FRAGMENTO:
▶
Esta discusión plantea diáfanamente un problema sobre el que aún
existe gran confusión, el de la incompatibilidad (pero también
complementariedad) entre el discurso racional (más intersubjetivo) y
el simbólico (más subjetivo).
Para
Don Quijote, todo lo concerniente al principio de la realidad pasa
por un crisol espiritual que, al traducirse en discurso o imagen,
obtiene naturaleza simbólica. Aquí todo es transformado en un ideal
de vida superior, llevado hasta sus últimas consecuencias, incluso
bajo el coste de perder la propia cordura. Se trata por lo demás de
algo contagioso: muchos de los personajes que van conociendo a Don
Quijote (especialmente Sancho, por supuesto, pero no sólo él)
acaban por acompañarle de sentimiento y razón en muchos casos. Ello
se muestra singularmente cuando, tras ser rescatado de la sierra, se
produce la discusión entre todos los personajes reunidos en la venta
–o, mejor, castillo encantado– acerca de si es bacía o yelmo de
Mambrino. Discusión que eventualmente llega a las manos, y que no
por casualidad detiene el propio Don Quijote, declarándola cosa de
niños, remachando que fue “la autoridad de Agramante y la
prudencia del rey Sobrino (personajes del Orlando Furioso)” lo que
puso fin a la pendencia.
Lo
que parecen exageraciones de Don Quijote, que despiertan la sorna o
la sorpresa de los cuerdos, tal como la cantidad de gigantes o tropas
que puede sajar de un mandoble, apuntan a una realidad más cabal
incluso que la cordura de la consciencia ordinaria, pues abren el
paso a sustratos aún vivos de la vida que disciplinas tales como el
psicoanálisis o la crítica literaria y del mito han ido sacando a
la superficie. Los gigantes no serán una realidad empírica de
acuerdo con criterios racionales modernos, pero son un símbolo de
realidades materiales y que en otro sentido han de tomarse como
formas subjetivas espirituales.
El
Quijote comienza cuando Don Quijote ya está convencido de su
empresa; en este sentido nos perdemos el proceso que le ha conducido
hasta aquí, un proceso de interiorización –como se muestra
abiertamente en los primeros capítulos al describir a Don Quijote
como alguien encerrado en su cuarto leyendo– cuya descripción sin
duda sería instructiva. Pero lo decisivo es que, una vez alcanzado
este punto, se llega al convencimiento de que no hay más salida que
ponerlo en práctica. La misión consiste en transformar
(interiormente) todo lo real en ideal, cueste lo que cueste. En una
palabra, en trasfigurar la realidad. Y ello en cada punto,
exhaustivamente, sin excepción, y sin embargo no irracionalmente,
como en el caso de tantos fanáticos que quieren imponer sus ideas
sobre los demás.
◀
MATERIAL:
▶
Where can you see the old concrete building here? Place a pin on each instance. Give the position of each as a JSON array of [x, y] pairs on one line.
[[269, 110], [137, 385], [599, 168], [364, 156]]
◀
CONSIGNA 1:
Transcriba del fragmento sobre Don Quijote el pasaje que se abre con las palabras que contienen "Esta discusión plantea" y se cierra con "no sólo él)".
CONSIGNA 2:
Prosiga el fragmento sobre Don Quijote a partir de su última oración.
El material no guarda relación alguna con el fragmento.

RESULTADO DEL EJERCICIO 1:
Esta discusión plantea diáfanamente un problema sobre el que aún
existe gran confusión, el de la incompatibilidad (pero también
complementariedad) entre el discurso racional (más intersubjetivo) y
el simbólico (más subjetivo).
Para
Don Quijote, todo lo concerniente al principio de la realidad pasa
por un crisol espiritual que, al traducirse en discurso o imagen,
obtiene naturaleza simbólica. Aquí todo es transformado en un ideal
de vida superior, llevado hasta sus últimas consecuencias, incluso
bajo el coste de perder la propia cordura. Se trata por lo demás de
algo contagioso: muchos de los personajes que van conociendo a Don
Quijote (especialmente Sancho, por supuesto, pero no sólo él)

RESULTADO DEL EJERCICIO 2:
Don
Quijote es en efecto el mayor de los caballeros porque, al contrario
que sus predecesores, se impone la tarea máxima de inventárselo
todo
(Ni
siquiera la geografía que recorre tiene nada de caballeresca, nada
de mítica).
Don Quijote ha tenido el valor de resucitar esta vieja práctica
cuando como poco ya está en estado de descomposición, y es el
caballero más perfecto porque, aparte de que su ambición de
superarse a sí mismo y a sus predecesores no tiene límites, no se
le ocurre nunca que su trabajo de transfiguración permanente de la
realidad pueda ser errado. Esta
transfiguración espiritual ha de ser necesariamente ingenua, como si
uno no supiese más que su ideal.
Todo
dogmático
es, en última instancia, un
ingenuo que se cree a imagen del
Líder.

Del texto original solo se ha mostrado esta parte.